### [Passage to read]
It shouldn't come as any surprise that a game based on the upcoming Spider-Man movie is coming to the Game Boy Advance. What does come as a pleasant surprise, however, is the fact that the game seems to be shaping up quite nicely. Developed by Digital Eclipse, the game seems to successfully re-create all the cool things that have made modern Spider-Man games fun in the context of a classic side-scroller game design. A bunch of neat aesthetic touches further bring the world, the characters, and their actions to life, making the game undeniably feel like a genuine part of the modern Spider-Man canon.
Spider-Man: The Movie on the GBA doesn't follow the movie as closely as the home console versions. And since said movie hasn't been released in theatres, we won't talk too much about the game's story. Suffice it to say that you'll fight a whole bunch of Spider-Man's famous foes (including Vulture, Shocker, Kraven, Scorpion, and the Green Goblin, among others) and visit lots of settings that you've come to associate with the arachknight. It all boils down to an action game in the most classic sense, with large sprawling levels, linear level progression, and battles galore.
You'll be happy to hear that Spider-Man is as mobile as he can be, given the lack of a third dimension. All the cool abilities that appear in the recent console versions are represented in this one, and they're represented quite faithfully. Of foremost import, of course, is webswinging, which is totally covered in this GBA version. You simply have to press the jump button again when you're in the air, and Spidey will shoot out a web line and enjoy a nice, wide swing. What's cool about this is that the timing has been very nicely tuned, and you're able to gain and lose altitude nicely as a result. You can also use the neat zip line ability introduced in the original game--in eight directions, no less. You execute it by hitting the R button and pointing in the direction you want to "zip." It's not as quick as the one in the console versions, but it gets the job done more than effectively. Wallcrawling is just as easy as you've probably imagined--you simply jump close enough to a surface and you'll instantly stick to it. Getting down is a little trickier than it should be, but if you press the jump button enough, chances are you'll be able to. And if you attempt to drop from the ceiling, something especially neat happens: Spider-Man will lower himself by means of his web, in that famous flealike position he sometimes assumes in the comics. The rate of descent is slower than a straight-up jump would be, so sometimes it's not a good idea. But it looks cool, so it's fine.

### [Information]
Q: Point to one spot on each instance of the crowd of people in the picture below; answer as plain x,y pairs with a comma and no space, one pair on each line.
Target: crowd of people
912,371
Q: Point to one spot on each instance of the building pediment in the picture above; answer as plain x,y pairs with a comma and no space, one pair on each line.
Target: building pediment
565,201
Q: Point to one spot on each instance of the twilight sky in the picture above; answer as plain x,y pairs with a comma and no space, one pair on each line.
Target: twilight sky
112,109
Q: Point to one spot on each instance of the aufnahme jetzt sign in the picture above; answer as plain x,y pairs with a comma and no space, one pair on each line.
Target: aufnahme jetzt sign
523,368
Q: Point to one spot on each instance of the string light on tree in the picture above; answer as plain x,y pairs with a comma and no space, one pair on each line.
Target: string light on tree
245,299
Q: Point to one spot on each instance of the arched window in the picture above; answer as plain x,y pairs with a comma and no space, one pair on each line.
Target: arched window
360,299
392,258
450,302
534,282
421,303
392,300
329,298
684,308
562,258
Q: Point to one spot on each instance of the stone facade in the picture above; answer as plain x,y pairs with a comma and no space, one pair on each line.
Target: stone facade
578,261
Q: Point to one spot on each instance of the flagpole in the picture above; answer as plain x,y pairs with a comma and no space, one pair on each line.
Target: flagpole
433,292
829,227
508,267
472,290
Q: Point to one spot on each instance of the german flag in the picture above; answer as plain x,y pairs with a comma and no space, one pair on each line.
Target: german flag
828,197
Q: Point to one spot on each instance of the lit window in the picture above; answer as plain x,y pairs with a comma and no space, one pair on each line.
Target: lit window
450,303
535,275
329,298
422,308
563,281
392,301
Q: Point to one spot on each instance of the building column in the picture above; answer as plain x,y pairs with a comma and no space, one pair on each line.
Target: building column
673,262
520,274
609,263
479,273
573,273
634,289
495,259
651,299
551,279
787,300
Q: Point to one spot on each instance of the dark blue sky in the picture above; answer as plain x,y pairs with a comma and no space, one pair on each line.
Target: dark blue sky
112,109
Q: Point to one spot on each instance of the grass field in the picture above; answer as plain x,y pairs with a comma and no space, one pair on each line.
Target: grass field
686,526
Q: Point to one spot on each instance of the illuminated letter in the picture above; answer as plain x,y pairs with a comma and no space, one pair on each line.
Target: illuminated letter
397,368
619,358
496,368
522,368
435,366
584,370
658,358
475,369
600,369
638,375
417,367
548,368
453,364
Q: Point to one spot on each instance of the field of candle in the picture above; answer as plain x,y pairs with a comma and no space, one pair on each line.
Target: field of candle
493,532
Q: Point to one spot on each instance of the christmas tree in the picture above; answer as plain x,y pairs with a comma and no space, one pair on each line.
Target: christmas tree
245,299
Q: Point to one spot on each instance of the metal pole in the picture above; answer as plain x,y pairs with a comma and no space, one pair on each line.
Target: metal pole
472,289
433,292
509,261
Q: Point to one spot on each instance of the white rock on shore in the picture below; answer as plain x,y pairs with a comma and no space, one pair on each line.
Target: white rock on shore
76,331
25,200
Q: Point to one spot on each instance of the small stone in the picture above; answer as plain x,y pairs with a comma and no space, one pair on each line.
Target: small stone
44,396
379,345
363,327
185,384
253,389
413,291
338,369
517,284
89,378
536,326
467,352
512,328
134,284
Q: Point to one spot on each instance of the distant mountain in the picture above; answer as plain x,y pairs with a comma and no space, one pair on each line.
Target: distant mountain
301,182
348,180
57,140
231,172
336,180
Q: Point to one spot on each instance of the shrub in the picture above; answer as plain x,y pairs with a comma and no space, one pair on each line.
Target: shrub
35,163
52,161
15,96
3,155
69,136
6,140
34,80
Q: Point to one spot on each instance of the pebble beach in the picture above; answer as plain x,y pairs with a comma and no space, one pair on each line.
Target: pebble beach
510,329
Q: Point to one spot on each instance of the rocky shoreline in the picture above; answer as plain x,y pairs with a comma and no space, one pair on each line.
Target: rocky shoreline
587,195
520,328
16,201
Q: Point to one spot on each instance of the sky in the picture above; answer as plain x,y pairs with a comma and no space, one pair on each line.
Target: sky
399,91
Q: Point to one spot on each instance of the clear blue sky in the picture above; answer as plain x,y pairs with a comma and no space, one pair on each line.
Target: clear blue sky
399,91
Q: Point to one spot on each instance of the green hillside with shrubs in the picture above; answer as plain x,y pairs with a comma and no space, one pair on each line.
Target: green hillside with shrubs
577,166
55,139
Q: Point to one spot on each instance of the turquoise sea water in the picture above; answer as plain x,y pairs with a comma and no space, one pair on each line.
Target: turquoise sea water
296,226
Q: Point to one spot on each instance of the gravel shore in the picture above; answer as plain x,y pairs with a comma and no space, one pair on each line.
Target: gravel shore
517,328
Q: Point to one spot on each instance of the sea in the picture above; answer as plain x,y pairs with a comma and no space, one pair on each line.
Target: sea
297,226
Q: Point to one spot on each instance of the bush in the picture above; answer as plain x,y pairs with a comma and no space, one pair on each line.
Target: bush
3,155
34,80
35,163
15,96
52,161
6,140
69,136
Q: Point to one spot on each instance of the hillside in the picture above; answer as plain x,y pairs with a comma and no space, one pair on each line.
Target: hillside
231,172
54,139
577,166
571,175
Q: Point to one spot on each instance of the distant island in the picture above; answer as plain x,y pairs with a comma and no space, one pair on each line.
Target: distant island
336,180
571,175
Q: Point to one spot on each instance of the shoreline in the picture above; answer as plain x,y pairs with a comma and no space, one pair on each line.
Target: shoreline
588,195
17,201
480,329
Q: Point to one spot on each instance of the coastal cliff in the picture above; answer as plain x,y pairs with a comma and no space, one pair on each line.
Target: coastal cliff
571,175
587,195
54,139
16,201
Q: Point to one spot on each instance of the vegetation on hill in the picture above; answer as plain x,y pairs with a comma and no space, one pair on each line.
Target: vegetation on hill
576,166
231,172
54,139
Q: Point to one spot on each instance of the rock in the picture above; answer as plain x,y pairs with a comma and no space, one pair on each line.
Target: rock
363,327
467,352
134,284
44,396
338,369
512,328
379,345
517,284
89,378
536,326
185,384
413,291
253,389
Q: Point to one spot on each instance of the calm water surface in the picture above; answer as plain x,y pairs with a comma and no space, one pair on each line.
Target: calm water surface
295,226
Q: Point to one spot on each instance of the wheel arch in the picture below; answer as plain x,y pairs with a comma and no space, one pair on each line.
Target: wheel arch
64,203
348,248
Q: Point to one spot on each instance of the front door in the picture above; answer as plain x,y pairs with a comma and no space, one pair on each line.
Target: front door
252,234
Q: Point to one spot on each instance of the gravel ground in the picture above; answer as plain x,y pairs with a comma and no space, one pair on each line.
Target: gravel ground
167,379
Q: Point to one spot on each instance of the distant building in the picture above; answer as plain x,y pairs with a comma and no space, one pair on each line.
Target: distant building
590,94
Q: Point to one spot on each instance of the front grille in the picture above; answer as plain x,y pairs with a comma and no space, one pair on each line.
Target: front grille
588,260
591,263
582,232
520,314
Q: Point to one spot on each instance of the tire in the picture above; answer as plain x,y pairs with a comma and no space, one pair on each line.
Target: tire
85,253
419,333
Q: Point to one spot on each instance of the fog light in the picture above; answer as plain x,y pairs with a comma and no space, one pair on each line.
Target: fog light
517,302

### [Activity]
Repeat word for word the stretch of the Spider-Man game preview from "It shouldn't come" through "modern Spider-Man canon.". The material above stands apart from the Spider-Man game preview.

### [Response to the exercise]
It shouldn't come as any surprise that a game based on the upcoming Spider-Man movie is coming to the Game Boy Advance. What does come as a pleasant surprise, however, is the fact that the game seems to be shaping up quite nicely. Developed by Digital Eclipse, the game seems to successfully re-create all the cool things that have made modern Spider-Man games fun in the context of a classic side-scroller game design. A bunch of neat aesthetic touches further bring the world, the characters, and their actions to life, making the game undeniably feel like a genuine part of the modern Spider-Man canon.